[프로그래머스] 순위검색 - python

SUN·2022년 9월 21일

algorithm

목록 보기

15/30

오늘 풀어볼 문제는 순위검색이다.

풀이 과정

처음 이 문제를 보고 생각 한 건 해시 문제인가..? 였다.
그래서 해시에

hash["java"] = [1,2]  # hash["조건"] = info에서 조건 만족하는 사람의 인덱스들
hash["senior"] = [2,3] 
hash["cpp"] = [3,4]

이런 식으로 저장하고 예를들어서 java, senior 찾으라고 하면
어떤 리스트(lst)에다가 그 조건을 만족하는 사람들을 쭉 넣는다.
즉 hash["java"]랑 hash["senior"] 값을 lst에 쭉 넣어둔다.
그럼 lst = [1,2,2,3]가 될 거고 여기서 각 사람들이 몇 번 등장했는 지 세준다.
그리고 조건 개수대로 등장한 사람이 몇명인 지 세주면 된다.
즉 2번 사람은 2번 1번 사람은 1번 3번 사람은 1번 나왔으니까 1명이 조건을 만족한다.

이 알고리즘 대로 짜보았다.

실패 코드 1

from collections import Counter

def solution(info, query):
    answer = []

    info_hash = {}
    scores = {}

    for member, info_string in enumerate(info):
        for idx, info_word in enumerate(info_string.split()):
            if idx == 4:
                scores[member] = int(info_word)
                continue

            if info_hash.get(info_word):
                info_hash[info_word].append(member)

            else:
                info_hash[info_word] = [member]

    scores = sorted(scores.items(), key=lambda x: x[1], reverse=True)

    for q in query:
        splited_q = q.replace(" and", "").split()
        min_score = int(splited_q.pop())
        answer_count = 5

        matched = []
        for member, score in scores:
            if score < min_score:
                break
            matched.append(member)

        for q_elem in splited_q:
            if q_elem == "-":
                answer_count -= 1
                continue

            matched.extend(info_hash.get(q_elem, []))

        matched_counts = Counter(matched)

        temp_count = 0
        for member, matched_count in matched_counts.items():
            if matched_count == answer_count:
                temp_count += 1

        answer.append(temp_count)

    return answer

결과는 정확성만 통과 효율성 모조리 실패...

아무래도 전체 세주는 부분에서 시간이 많이 걸리는 것 같아서
lst를 set으로 바꾸고 겹치는 사람들만 계속 lst에 넣어주는 방식으로 변경해보았다.

실패 코드2

from collections import Counter

def solution(info, query):
    answer = []

    info_hash = {}
    scores = {}

    for member, info_string in enumerate(info):
        for idx, info_word in enumerate(info_string.split()):
            if idx == 4:
                scores[member] = int(info_word)
                continue

            if info_hash.get(info_word):
                info_hash[info_word].add(member)

            else:
                info_hash[info_word] = {member}

    scores = sorted(scores.items(), key=lambda x: x[1], reverse=True)

    for q in query:
        splited_q = q.replace(" and", "").split()
        min_score = int(splited_q.pop())
        answer_count = 5

        matched = set()

» 데이터셋 행:
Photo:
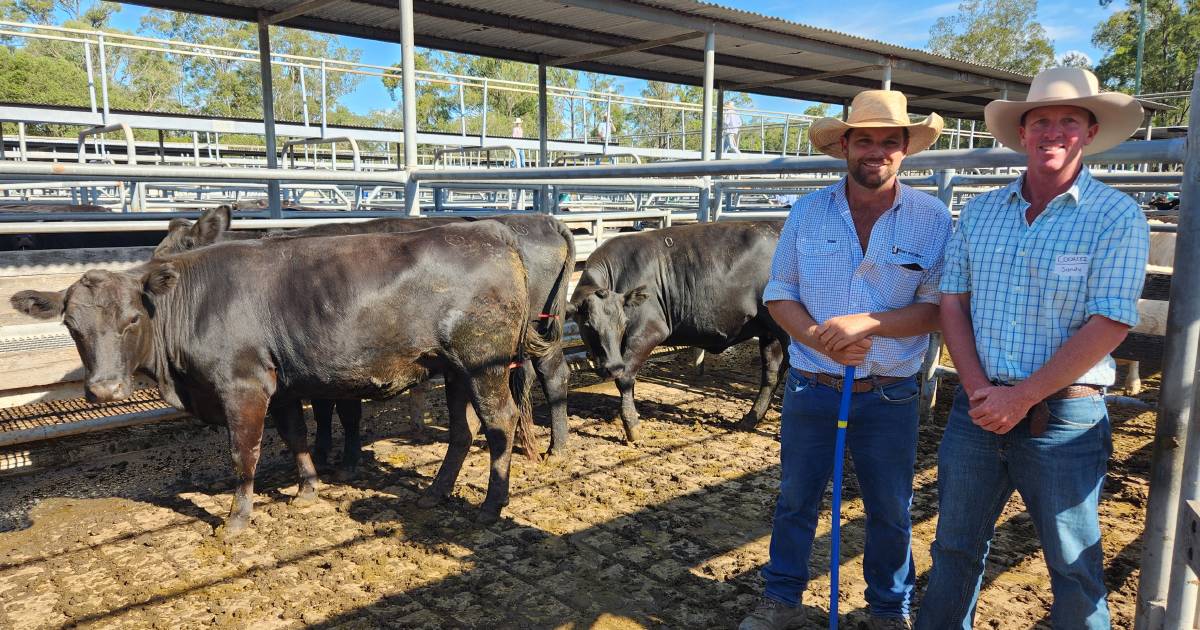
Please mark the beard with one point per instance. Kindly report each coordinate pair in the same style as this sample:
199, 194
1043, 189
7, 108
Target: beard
871, 179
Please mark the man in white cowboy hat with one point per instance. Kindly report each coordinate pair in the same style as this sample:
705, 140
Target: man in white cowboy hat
1041, 283
855, 282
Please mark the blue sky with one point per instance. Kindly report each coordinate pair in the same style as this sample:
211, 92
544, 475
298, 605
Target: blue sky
1069, 24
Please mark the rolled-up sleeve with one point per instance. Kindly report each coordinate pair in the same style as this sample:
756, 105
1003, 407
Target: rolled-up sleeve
955, 264
1117, 269
785, 265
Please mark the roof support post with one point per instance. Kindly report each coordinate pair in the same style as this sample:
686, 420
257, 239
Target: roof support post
544, 203
706, 142
1177, 402
264, 69
408, 84
543, 115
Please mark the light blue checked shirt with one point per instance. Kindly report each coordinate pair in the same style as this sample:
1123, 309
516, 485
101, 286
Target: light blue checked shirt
1032, 287
820, 264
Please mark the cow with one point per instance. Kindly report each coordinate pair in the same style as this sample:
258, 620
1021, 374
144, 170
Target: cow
697, 286
547, 247
342, 317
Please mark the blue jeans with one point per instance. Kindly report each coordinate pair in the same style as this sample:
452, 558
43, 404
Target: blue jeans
882, 442
1059, 475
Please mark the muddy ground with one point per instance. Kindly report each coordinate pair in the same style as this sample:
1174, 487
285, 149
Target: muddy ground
670, 533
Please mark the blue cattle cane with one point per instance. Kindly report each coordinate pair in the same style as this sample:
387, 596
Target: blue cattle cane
839, 450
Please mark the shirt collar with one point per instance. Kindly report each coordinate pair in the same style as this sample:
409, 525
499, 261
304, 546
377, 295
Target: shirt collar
838, 195
1075, 191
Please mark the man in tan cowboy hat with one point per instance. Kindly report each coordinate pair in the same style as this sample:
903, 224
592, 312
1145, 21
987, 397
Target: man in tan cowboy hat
1041, 283
855, 282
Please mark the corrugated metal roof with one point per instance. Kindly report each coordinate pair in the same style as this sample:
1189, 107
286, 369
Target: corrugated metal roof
751, 49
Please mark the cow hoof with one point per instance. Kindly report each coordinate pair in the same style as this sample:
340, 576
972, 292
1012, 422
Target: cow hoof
487, 517
429, 501
232, 528
748, 423
305, 498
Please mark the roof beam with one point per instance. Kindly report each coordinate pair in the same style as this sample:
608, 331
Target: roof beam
952, 95
299, 10
629, 48
663, 16
815, 76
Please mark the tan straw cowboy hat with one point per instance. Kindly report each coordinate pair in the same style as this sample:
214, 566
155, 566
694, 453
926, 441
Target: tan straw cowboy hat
875, 108
1119, 114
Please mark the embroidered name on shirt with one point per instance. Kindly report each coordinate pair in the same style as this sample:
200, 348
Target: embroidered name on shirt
1071, 265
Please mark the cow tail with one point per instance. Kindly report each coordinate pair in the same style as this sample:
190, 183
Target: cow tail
521, 385
553, 331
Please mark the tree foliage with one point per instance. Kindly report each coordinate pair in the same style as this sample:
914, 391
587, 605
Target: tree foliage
995, 33
1173, 29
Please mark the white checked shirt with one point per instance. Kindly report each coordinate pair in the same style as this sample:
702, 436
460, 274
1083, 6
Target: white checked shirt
820, 264
1032, 287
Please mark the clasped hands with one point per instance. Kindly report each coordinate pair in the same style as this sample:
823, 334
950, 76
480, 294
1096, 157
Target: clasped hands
846, 339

» 학습 활동:
- A) 순위검색 풀이 글에서 "처음 이 문제를 보고" 문구가 들어간 말로 시작하여 "몇명인 지 세주면 된다." 문구로 끝나는 부분을 한 글자도 바꾸지 말고 옮겨 적으시오.
- B) 순위검색 풀이 글의 마지막 줄 뒤에 올 내용을 이어서 써 보시오.

» 연습 정답:
- A)
처음 이 문제를 보고 생각 한 건 해시 문제인가..? 였다.
그래서 해시에

hash["java"] = [1,2]  # hash["조건"] = info에서 조건 만족하는 사람의 인덱스들
hash["senior"] = [2,3] 
hash["cpp"] = [3,4]

이런 식으로 저장하고 예를들어서 java, senior 찾으라고 하면
어떤 리스트(lst)에다가 그 조건을 만족하는 사람들을 쭉 넣는다.
즉 hash["java"]랑 hash["senior"] 값을 lst에 쭉 넣어둔다.
그럼 lst = [1,2,2,3]가 될 거고 여기서 각 사람들이 몇 번 등장했는 지 세준다.
그리고 조건 개수대로 등장한 사람이 몇명인 지 세주면 된다.

- B)
        
        for member, score in scores:
            if score < min_score:
                break
            matched.add(member)

        for q_elem in splited_q:
            if q_elem == "-":
                answer_count -= 1
                continue
            
            # 둘의 교집합 계산해서 넣기
            matched = matched & info_hash.get(q_elem, [])
            
        answer.append(len(matched))

    return answer

이것도 효율성 실패

나는 도저히 모르겠다 하고 다른 사람의 풀이를 봤다.
해시문제긴 한데, 나처럼 쓰는 게 아니라
나올 수 있는 모든 조합을 만들고 이분탐색으로 찾는 식으로 푸는 거였다.

해시 문제다 라는 것까지는 접근했다는 것에... 위안을 삼는다

다른 사람의 풀이

조건들의 조합을 통해서 나올 수 있는 모든 조합을 구한다.
1번에서 구한 각 조건 조합을 key로하고 그 조건 조합의 점수 리스트를 value로 갖는 해시맵을 만든다.
2의 해시맵을 정렬한다.
각 쿼리들을 해시맵에 key로 검색한다.
4번 결과의 value(해당 조건을 만족하는 사람들의 점수 리스트)에서 쿼리에 있는 점수로 이분 탐색(lower bound)을 해서 인덱스를 찾는다.
5에서 찾은 그 인덱스 이상인 점수들의 개수가 조건을 만족하는 사람들의 수가 된다.

참고로 lower bound 알고리즘은 이분탐색에서 파생된 알고리즘으로
특정 값이상의 값이 처음 나오는 위치를 찾는 알고리즘이라고 한다.

이분탐색 구현 풀이

from collections import defaultdict
from itertools import combinations

def solution(info, query):
    answer = []

    info_hash = defaultdict(list)

    for i in info:
        splited_info = i.split()
        score = splited_info.pop()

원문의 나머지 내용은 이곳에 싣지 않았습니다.